Find every line in the entries below that contains the word "light" and copy each of those lines.
------------------------------------
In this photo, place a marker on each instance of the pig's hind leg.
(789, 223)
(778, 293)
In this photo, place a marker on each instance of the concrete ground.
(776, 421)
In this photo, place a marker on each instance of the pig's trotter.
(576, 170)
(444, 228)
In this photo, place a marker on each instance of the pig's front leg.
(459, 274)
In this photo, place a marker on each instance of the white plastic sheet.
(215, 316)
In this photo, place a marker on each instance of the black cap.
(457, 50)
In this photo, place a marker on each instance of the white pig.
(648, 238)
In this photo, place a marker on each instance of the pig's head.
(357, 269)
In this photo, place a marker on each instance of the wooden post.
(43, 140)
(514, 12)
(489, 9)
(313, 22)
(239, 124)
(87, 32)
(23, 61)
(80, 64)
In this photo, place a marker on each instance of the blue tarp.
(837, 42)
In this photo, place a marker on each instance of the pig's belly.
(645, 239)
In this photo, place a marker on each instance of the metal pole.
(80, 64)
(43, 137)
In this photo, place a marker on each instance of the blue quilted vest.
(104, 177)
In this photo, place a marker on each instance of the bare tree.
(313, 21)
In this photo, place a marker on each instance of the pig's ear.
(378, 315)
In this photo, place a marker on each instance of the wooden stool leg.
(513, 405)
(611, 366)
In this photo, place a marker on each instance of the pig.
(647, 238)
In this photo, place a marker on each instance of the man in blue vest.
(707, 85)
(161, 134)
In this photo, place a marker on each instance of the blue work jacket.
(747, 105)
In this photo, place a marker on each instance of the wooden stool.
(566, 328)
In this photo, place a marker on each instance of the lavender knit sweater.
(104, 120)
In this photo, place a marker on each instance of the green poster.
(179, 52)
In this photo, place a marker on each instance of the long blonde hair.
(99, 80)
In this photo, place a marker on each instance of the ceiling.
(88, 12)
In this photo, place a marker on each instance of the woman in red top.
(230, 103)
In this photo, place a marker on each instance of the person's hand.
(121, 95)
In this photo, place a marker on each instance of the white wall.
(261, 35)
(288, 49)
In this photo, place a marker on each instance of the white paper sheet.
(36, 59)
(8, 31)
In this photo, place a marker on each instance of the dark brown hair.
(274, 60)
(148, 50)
------------------------------------
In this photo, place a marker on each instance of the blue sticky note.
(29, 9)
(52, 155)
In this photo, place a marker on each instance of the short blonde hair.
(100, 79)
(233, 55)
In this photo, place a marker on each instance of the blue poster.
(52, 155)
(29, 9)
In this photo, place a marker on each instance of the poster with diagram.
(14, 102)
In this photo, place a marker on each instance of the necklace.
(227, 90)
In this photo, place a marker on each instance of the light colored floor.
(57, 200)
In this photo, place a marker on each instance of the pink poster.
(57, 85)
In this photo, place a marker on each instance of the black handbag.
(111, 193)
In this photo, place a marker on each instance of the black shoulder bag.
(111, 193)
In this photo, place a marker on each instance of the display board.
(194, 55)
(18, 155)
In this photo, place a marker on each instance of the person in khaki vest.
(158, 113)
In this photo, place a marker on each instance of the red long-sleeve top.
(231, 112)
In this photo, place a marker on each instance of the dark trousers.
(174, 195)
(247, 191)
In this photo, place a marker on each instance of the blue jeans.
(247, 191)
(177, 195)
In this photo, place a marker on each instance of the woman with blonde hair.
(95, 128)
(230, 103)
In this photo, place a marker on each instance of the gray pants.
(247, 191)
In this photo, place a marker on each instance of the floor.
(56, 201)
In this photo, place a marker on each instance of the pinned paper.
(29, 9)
------------------------------------
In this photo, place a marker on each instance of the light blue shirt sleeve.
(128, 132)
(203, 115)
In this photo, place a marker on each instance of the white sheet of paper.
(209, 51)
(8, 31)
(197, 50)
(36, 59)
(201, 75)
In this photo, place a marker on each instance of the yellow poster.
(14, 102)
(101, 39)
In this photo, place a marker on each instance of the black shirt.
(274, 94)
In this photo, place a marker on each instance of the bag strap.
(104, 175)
------------------------------------
ANSWER TO THIS TASK ::
In this photo, place a marker on each instance of the light colored floor.
In this photo, place a marker on each instance of the light blue shirt sleeve.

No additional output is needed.